▶ _Short task_
Identify each line in the listing below that contains the string "cluster", treating uppercase and lowercase letters as distinct, and copy those lines in full.

-*-

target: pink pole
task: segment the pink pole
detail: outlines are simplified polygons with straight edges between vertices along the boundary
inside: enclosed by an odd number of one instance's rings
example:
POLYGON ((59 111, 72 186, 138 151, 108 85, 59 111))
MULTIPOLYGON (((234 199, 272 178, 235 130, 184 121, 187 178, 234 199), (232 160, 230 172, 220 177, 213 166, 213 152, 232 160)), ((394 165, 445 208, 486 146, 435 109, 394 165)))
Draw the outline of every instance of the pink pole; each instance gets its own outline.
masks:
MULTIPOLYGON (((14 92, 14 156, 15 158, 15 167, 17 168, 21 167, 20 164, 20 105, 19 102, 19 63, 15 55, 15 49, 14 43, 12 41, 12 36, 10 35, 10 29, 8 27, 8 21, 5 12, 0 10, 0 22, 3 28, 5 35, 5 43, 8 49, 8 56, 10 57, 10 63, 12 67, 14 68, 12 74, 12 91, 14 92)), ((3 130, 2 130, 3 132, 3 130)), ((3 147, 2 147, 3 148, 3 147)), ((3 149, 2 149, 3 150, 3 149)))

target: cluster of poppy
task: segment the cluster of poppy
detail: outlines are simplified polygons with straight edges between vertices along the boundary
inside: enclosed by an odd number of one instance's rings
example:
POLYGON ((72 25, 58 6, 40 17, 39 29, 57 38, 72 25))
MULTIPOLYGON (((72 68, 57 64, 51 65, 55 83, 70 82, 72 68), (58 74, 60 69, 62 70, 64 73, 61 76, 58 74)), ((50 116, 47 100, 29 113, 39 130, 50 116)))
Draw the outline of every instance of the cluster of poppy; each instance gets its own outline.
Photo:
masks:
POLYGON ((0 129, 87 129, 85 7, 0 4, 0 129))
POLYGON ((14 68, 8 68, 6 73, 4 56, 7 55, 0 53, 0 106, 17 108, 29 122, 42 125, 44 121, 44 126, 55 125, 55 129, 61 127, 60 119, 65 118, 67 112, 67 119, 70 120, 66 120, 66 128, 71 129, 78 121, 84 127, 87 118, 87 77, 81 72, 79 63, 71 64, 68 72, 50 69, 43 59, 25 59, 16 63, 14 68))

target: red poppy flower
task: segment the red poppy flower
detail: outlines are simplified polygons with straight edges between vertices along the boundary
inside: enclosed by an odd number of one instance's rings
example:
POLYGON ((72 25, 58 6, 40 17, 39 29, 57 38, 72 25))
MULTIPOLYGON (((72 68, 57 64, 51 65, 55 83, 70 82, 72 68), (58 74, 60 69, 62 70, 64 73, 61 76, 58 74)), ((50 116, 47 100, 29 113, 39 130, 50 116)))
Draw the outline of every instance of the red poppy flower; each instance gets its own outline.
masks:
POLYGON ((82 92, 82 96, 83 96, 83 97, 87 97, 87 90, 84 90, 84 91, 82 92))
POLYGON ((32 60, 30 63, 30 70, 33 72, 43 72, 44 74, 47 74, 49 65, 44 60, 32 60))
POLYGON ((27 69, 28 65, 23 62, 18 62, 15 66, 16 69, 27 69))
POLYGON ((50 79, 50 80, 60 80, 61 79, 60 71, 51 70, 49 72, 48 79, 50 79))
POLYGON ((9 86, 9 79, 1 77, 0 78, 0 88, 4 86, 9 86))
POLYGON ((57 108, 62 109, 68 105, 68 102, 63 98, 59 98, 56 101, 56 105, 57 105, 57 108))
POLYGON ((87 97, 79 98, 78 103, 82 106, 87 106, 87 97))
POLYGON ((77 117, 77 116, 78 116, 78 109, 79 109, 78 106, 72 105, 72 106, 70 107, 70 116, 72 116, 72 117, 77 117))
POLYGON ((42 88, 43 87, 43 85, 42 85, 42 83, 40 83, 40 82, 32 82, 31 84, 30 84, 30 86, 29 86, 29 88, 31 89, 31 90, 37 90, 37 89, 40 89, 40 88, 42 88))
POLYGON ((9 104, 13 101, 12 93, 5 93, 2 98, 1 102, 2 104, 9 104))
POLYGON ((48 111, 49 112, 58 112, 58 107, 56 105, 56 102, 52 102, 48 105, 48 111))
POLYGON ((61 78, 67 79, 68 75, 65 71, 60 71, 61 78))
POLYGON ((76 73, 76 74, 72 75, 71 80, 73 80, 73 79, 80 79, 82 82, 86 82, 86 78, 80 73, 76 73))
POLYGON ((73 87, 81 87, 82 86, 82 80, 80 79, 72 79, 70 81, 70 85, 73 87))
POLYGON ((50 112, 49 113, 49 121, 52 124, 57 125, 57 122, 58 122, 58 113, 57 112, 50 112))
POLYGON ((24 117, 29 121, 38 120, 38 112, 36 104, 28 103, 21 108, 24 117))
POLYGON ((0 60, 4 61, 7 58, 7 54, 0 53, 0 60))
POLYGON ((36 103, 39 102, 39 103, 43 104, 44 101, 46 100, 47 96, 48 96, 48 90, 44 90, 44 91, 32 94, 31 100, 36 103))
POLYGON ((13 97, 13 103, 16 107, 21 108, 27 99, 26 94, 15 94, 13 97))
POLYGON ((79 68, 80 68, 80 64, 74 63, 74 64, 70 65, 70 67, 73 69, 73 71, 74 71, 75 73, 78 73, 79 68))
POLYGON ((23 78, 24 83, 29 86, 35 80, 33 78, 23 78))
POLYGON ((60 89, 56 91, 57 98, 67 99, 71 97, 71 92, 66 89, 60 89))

-*-

▶ _Response to this exercise_
target: cluster of poppy
task: segment the cluster of poppy
Draw the outline of every instance of the cluster of poppy; each instance gets its own outline.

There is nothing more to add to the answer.